The thing about parenting a child with a chronic illness like diabetes is that you’ve always got some underlying anxiety. There is never a day off–someone has to be constantly paying attention to a lot of things.
In our house, we have settled upon a division of labor of sorts when it comes to parenting. By virtue of my schedule and my abilities, I am the Cook, Nutritionist and Equipment Manager. Because he’s one of those people who can fall back to sleep at the drop of a hat after a middle-of-the-night interruption, Hubs is Night Watchman. He is also the Researcher, keeping tabs on all the newest developments in technology.
Right now we’re in the middle of a medical-supply crisis brought on by some frustrating insulin-pump issues. Technology is great…when it works. But when your kid’s insulin pump quits after 24 hours when it’s supposed to last 48 to 72, you run out of supplies faster than you should. And then your pump supplier won’t get you any more because your insurance company won’t authorize it–not even if you ask if you can pay for them out of pocket.
TheKid’s endocrinologist suggested 10 days ago that we call the pump manufacturer and ask for samples of different insulin pump sets. I did that–10 days ago. The representative promised to have them in the mail ASAP. Yesterday I called back because I had not received anything, only to be told that her supervisor had mailed them early last week, USPS.
And then last night TheKid’s pump set once again quit at the 24-hour mark. AND the new set he inserted this morning came right out again because he caught the tubing on something while getting dressed. So we were down 2 more sets, with only 2 left to last us 10 days.
So this morning at Mass my anxiety level was climbing high. After Mass as I drove across town, I was praying out loud in my car: “Help me give this to you, God. I don’t know what else I can do.” I was afraid that I’d be in tears by the time I got to ShopRite.
When I got home I emailed a bunch of friends whom I know I can count on for prayers. And then technical issues wouldn’t let me log in for work, so I decided to just get out of here. I went to the mall to spend a Godiva Chocolate gift card I’d received before Christmas–but which I’d saved because with my foot injury, I wasn’t going near a mall. What better way to alleviate stress than getting my hands on some really good chocolate, right?

§ **Work request**
Write the next part of the diabetes parenting post, starting right after its last sentence. None of this involves the rows.

§ **Exercise data**
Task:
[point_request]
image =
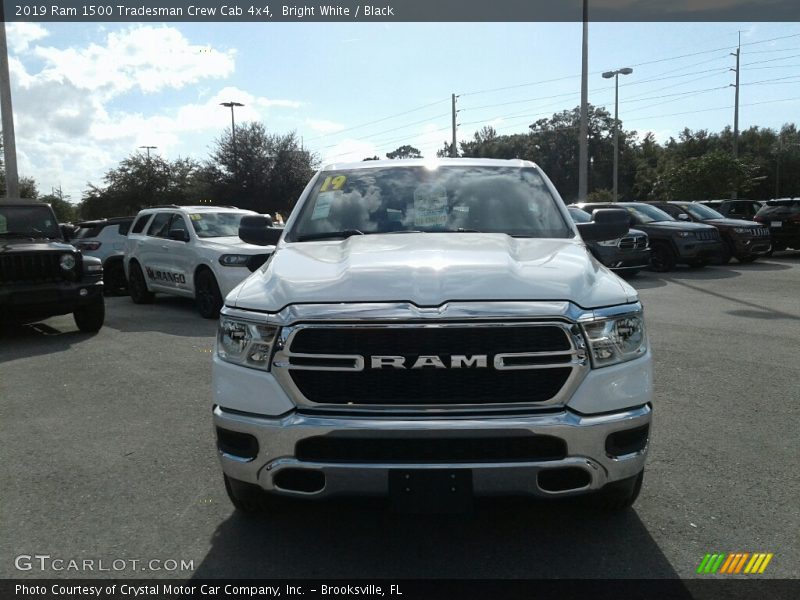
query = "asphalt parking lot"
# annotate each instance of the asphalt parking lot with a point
(109, 455)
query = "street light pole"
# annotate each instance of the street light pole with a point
(615, 75)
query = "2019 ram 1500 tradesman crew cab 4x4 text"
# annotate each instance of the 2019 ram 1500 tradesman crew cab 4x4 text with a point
(432, 330)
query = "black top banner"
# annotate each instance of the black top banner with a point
(266, 11)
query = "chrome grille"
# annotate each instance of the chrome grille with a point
(479, 364)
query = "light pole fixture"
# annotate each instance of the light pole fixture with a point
(615, 75)
(231, 105)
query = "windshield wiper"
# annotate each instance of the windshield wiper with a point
(329, 235)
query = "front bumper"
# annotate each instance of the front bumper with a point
(696, 250)
(585, 440)
(30, 301)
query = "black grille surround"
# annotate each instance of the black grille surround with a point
(32, 267)
(517, 364)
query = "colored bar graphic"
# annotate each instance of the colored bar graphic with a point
(735, 563)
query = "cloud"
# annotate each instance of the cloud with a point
(148, 59)
(323, 126)
(21, 35)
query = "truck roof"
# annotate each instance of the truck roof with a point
(431, 162)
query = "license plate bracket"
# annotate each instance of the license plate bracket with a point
(431, 490)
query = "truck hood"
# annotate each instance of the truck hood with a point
(429, 269)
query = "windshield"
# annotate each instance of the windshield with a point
(222, 224)
(701, 211)
(28, 222)
(514, 201)
(644, 213)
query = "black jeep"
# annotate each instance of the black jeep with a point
(41, 275)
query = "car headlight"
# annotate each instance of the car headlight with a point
(616, 340)
(234, 260)
(67, 262)
(245, 343)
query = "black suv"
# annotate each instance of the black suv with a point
(744, 240)
(783, 219)
(735, 209)
(41, 275)
(626, 256)
(672, 242)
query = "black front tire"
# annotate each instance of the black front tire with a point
(207, 295)
(619, 495)
(137, 286)
(662, 258)
(90, 318)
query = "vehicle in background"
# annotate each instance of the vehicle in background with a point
(783, 219)
(105, 239)
(672, 242)
(744, 240)
(190, 251)
(625, 256)
(41, 274)
(735, 209)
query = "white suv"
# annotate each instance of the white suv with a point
(191, 251)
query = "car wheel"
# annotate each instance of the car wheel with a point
(618, 495)
(662, 258)
(90, 318)
(250, 499)
(137, 286)
(207, 295)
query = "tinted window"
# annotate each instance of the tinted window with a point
(510, 200)
(158, 227)
(138, 227)
(221, 224)
(28, 221)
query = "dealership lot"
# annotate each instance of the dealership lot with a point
(110, 455)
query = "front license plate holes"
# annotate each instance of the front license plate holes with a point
(431, 490)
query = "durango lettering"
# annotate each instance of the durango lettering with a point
(457, 361)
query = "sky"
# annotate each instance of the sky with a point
(87, 95)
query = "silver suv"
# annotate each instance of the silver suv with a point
(190, 251)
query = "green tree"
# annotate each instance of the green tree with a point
(405, 151)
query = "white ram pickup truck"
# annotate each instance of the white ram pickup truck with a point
(432, 331)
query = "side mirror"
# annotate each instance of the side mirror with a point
(258, 230)
(606, 224)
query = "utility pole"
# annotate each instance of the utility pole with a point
(736, 109)
(9, 143)
(583, 135)
(453, 149)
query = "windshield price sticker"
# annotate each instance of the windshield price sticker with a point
(430, 205)
(323, 206)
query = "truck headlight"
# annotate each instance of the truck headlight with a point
(616, 340)
(245, 343)
(234, 260)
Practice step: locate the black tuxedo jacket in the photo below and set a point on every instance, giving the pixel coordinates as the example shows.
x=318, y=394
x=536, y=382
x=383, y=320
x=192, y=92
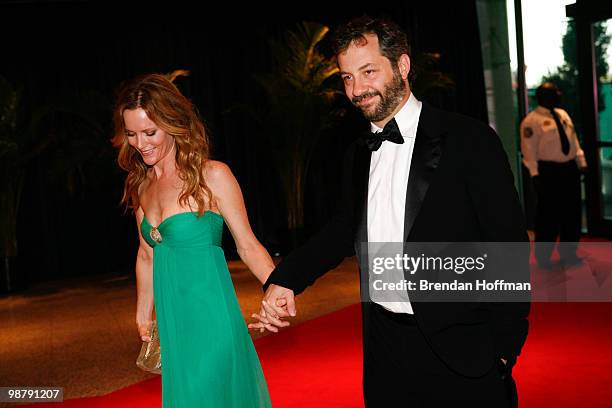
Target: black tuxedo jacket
x=460, y=189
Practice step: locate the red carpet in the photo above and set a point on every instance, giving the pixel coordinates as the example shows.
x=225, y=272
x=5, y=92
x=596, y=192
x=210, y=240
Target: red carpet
x=565, y=363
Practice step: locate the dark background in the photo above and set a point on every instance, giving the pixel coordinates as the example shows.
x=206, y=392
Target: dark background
x=83, y=50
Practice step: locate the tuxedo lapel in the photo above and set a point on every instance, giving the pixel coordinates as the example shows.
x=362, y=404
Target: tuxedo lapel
x=425, y=159
x=361, y=171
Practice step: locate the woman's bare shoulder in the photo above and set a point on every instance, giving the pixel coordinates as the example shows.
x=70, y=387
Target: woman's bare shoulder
x=215, y=172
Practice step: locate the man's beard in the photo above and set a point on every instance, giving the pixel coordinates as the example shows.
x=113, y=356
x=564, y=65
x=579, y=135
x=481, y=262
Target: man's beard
x=390, y=97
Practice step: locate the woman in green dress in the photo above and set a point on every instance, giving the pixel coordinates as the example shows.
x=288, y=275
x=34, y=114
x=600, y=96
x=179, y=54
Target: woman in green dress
x=181, y=199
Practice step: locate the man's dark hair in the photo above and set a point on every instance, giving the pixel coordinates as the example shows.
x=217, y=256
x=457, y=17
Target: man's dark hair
x=392, y=40
x=548, y=95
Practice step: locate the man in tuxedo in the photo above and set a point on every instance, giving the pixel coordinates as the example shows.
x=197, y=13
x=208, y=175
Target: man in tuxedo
x=422, y=175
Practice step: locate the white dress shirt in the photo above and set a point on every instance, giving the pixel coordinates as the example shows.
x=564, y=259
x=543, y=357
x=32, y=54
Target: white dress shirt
x=387, y=185
x=540, y=139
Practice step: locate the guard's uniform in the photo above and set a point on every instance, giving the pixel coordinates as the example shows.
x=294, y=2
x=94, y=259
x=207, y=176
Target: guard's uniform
x=558, y=211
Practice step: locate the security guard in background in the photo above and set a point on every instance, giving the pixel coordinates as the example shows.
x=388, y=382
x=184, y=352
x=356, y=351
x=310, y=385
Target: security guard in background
x=552, y=154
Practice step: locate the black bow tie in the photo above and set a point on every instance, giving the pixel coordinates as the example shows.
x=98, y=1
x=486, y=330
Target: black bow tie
x=390, y=132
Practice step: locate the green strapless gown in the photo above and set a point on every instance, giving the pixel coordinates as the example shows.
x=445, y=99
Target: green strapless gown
x=208, y=357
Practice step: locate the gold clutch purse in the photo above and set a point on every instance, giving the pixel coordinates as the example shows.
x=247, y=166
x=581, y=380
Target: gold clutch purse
x=149, y=358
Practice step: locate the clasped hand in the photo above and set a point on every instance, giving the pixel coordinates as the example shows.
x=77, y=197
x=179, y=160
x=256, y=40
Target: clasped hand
x=278, y=303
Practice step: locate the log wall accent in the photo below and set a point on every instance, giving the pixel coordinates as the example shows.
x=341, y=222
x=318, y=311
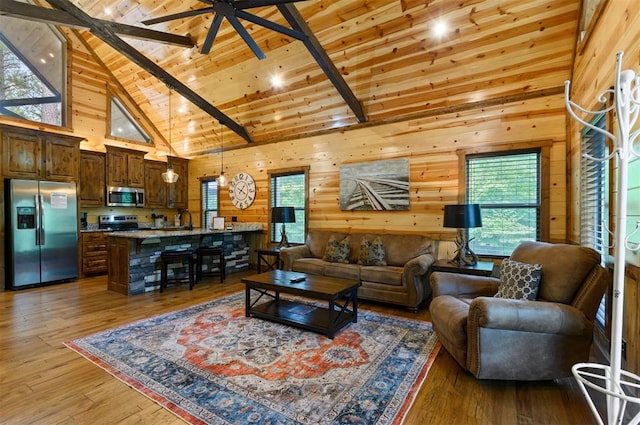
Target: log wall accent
x=431, y=145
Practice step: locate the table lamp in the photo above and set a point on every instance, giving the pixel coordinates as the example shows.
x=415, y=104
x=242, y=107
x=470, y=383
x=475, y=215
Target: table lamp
x=463, y=217
x=283, y=215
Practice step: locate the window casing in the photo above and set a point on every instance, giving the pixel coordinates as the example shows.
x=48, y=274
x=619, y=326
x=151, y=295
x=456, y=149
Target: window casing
x=508, y=187
x=32, y=71
x=209, y=201
x=289, y=189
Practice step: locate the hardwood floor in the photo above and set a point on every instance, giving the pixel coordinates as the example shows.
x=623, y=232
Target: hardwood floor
x=43, y=382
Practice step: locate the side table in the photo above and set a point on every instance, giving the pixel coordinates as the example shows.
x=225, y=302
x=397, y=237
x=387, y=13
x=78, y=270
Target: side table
x=269, y=258
x=481, y=268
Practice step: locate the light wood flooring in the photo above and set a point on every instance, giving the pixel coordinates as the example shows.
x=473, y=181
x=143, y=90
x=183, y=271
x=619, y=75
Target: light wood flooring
x=43, y=382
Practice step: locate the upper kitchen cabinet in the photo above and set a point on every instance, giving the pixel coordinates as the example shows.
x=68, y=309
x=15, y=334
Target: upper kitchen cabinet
x=35, y=154
x=155, y=188
x=92, y=179
x=125, y=167
x=179, y=191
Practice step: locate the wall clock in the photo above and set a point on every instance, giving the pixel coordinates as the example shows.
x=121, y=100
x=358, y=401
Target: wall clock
x=242, y=190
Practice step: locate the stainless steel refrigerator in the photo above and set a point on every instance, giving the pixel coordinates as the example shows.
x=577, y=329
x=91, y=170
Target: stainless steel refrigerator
x=41, y=231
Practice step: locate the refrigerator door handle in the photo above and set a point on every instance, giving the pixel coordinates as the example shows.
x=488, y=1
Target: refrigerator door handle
x=41, y=217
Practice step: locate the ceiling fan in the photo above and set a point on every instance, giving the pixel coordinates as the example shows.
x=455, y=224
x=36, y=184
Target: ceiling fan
x=232, y=10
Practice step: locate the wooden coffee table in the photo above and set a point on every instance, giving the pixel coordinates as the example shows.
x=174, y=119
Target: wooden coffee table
x=341, y=295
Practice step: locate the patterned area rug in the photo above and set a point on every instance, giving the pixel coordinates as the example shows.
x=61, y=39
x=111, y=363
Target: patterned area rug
x=209, y=364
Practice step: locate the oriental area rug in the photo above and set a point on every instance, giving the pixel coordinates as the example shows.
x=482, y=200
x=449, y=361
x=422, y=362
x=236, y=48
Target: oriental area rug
x=209, y=364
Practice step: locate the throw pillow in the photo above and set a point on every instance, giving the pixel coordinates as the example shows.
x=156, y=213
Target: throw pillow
x=519, y=281
x=338, y=252
x=372, y=253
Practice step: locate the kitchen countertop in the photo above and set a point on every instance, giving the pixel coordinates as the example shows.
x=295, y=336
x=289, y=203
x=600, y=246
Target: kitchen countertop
x=169, y=233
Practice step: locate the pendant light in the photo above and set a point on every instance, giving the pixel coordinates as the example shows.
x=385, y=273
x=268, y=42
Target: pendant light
x=169, y=176
x=222, y=180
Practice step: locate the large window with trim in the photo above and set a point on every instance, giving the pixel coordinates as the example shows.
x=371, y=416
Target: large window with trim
x=208, y=201
x=289, y=189
x=32, y=71
x=507, y=186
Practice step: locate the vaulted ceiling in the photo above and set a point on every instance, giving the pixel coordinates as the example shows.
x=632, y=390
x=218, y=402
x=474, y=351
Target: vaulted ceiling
x=388, y=63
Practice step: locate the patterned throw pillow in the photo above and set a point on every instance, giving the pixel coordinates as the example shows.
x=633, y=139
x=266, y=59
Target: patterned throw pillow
x=372, y=253
x=338, y=252
x=519, y=281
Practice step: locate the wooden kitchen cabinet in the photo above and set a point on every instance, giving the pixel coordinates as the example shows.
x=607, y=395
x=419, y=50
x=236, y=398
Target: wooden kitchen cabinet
x=155, y=189
x=35, y=154
x=179, y=192
x=125, y=167
x=92, y=179
x=94, y=253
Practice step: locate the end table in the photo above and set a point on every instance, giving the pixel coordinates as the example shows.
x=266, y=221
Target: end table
x=481, y=268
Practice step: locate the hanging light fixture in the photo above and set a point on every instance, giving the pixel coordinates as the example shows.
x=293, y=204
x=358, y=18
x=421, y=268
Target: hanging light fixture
x=169, y=176
x=222, y=180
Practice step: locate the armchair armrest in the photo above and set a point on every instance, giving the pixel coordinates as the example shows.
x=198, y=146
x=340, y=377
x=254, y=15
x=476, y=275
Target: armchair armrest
x=527, y=316
x=463, y=285
x=290, y=254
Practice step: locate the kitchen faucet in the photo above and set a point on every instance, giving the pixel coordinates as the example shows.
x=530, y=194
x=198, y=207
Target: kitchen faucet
x=190, y=227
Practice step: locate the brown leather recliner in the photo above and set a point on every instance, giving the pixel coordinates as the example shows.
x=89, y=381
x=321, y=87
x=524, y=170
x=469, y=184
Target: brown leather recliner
x=497, y=338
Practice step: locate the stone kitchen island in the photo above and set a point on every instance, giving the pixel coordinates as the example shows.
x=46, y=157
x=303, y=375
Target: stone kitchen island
x=133, y=257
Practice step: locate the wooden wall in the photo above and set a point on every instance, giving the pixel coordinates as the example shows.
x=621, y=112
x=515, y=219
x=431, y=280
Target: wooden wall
x=430, y=143
x=617, y=29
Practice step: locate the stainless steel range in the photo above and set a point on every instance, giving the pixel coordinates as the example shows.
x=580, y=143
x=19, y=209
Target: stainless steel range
x=118, y=222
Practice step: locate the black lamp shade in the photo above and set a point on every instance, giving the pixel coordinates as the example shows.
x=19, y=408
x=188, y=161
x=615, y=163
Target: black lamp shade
x=283, y=215
x=462, y=216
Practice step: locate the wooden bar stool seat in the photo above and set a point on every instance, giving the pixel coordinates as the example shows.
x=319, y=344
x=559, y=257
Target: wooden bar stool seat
x=214, y=253
x=172, y=257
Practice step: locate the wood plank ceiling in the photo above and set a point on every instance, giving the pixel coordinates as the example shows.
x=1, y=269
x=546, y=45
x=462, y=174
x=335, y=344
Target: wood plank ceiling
x=493, y=51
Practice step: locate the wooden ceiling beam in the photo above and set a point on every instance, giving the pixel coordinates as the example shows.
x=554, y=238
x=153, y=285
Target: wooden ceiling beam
x=45, y=15
x=106, y=34
x=297, y=22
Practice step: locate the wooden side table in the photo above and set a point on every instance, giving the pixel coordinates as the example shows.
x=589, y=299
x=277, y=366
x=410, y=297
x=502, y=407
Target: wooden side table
x=481, y=268
x=269, y=258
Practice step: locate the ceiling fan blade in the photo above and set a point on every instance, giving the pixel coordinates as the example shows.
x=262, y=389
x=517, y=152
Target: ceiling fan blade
x=177, y=16
x=248, y=4
x=245, y=36
x=211, y=35
x=270, y=25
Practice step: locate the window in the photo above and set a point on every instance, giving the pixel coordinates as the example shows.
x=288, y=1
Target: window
x=507, y=186
x=594, y=196
x=32, y=71
x=209, y=201
x=122, y=125
x=289, y=189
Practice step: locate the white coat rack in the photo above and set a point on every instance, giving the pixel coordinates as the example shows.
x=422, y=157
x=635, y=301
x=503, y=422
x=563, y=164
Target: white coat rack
x=620, y=387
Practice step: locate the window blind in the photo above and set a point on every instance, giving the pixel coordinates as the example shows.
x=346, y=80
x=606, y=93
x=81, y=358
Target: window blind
x=507, y=186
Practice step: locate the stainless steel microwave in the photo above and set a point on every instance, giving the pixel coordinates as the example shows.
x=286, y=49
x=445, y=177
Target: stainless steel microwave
x=125, y=197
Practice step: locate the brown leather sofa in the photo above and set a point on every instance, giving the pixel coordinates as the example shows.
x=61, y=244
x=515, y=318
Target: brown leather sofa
x=403, y=281
x=498, y=338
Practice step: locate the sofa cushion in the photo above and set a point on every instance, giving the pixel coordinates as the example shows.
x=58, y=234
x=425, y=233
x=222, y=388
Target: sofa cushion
x=519, y=281
x=372, y=253
x=310, y=265
x=343, y=271
x=338, y=252
x=387, y=275
x=564, y=267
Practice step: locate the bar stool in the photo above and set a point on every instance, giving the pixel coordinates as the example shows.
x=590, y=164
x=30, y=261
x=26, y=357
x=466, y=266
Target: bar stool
x=176, y=256
x=213, y=252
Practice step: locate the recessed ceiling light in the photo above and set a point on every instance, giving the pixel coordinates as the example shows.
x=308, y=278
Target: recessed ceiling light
x=440, y=28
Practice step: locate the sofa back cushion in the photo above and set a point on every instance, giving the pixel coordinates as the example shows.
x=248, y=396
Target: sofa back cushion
x=564, y=267
x=398, y=248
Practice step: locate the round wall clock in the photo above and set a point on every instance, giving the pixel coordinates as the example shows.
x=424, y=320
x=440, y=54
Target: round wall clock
x=242, y=190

§ **Answer to this exercise**
God is good.
We’ll make it to next week when the new order comes in. And when we figure out which pump set brand works best for TheKid, we’ll navigate the process to change our order.
I really wish that it wouldn’t take me quite so long to lay my concerns at God’s feet. It really does help. I remember that two years ago, I was facing similar issues. Again, it was over TheKid’s health. That’s really my breaking point. There is precious little that I can control about that, but diabetes is all about control.
From April 2014:
Yesterday at our Secular Franciscans meeting we had a guest speaker: a Sister who works at a local retreat house. She gave a presentation about practical ways to pray constantly.
Here’s one of the recommendations she gave us:
- What is the one sentence I’d like to say to God right now?
I just used that technique, and I have to say, there’s comfort in it.
I’m in the middle of some red tape on the medical-provider end of Little Brother’s diabetes care, and the idea of the confrontation I’ll probably have to have in order to untangle this mess has ratcheted my anxiety level into the stratosphere. Suddenly I just stopped what I was doing while waiting for the phone call I’m dreading and said, out loud,
“I’m hitting the wall right now, God.”
(Fortunately no one else is home right now.)
It helped a little, though, just to get that out there. I can kind of feel my jaw unclenching and my fists opening up–just a bit.
And then, the tears. Not tears of despair, but instead that almost-relief when you know in your heart that God’s got this.